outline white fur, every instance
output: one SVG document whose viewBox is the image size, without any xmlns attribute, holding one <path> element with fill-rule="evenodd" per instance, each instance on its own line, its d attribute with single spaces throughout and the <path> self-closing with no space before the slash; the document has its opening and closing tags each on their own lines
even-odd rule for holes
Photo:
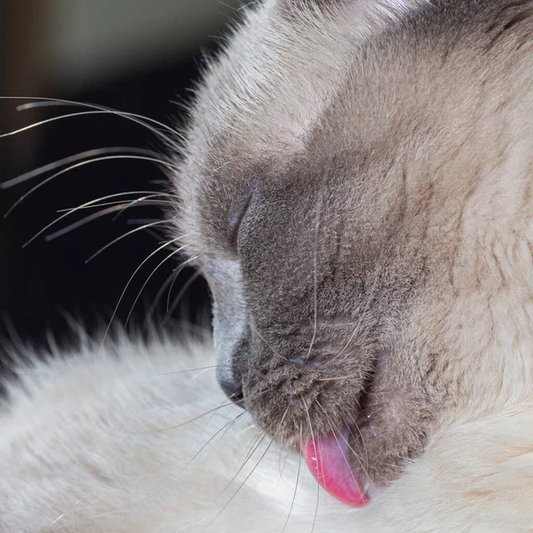
<svg viewBox="0 0 533 533">
<path fill-rule="evenodd" d="M 211 364 L 209 346 L 123 342 L 23 369 L 0 418 L 0 531 L 281 532 L 301 466 L 285 530 L 309 533 L 315 481 L 296 453 L 264 455 L 269 438 L 241 469 L 258 430 L 211 411 L 226 404 Z M 530 532 L 532 404 L 437 433 L 362 511 L 321 490 L 314 531 Z"/>
</svg>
--------------------------------------------------
## [GOAL]
Set out every line of the material above as a numbered list, omitting blank lines and leaving out the pictures.

## [ANSWER IN FULL]
1. outline white fur, every instance
2. output: one SVG document whose viewBox is the image size, without any xmlns attribute, holding one <path> element with fill-rule="evenodd" per instance, each instance on its own line, its d attribute with single spaces throughout and the <path> self-closing with no space before the slash; the document has its opening and closing tags each on their own lines
3. even-odd rule for holes
4. Photo:
5. <svg viewBox="0 0 533 533">
6. <path fill-rule="evenodd" d="M 211 364 L 209 346 L 123 342 L 23 369 L 0 418 L 0 531 L 281 532 L 301 466 L 285 530 L 309 533 L 315 481 L 296 453 L 264 455 L 269 438 L 241 469 L 258 430 L 211 411 L 226 404 Z M 530 532 L 532 404 L 437 433 L 362 511 L 321 490 L 314 531 Z"/>
7. </svg>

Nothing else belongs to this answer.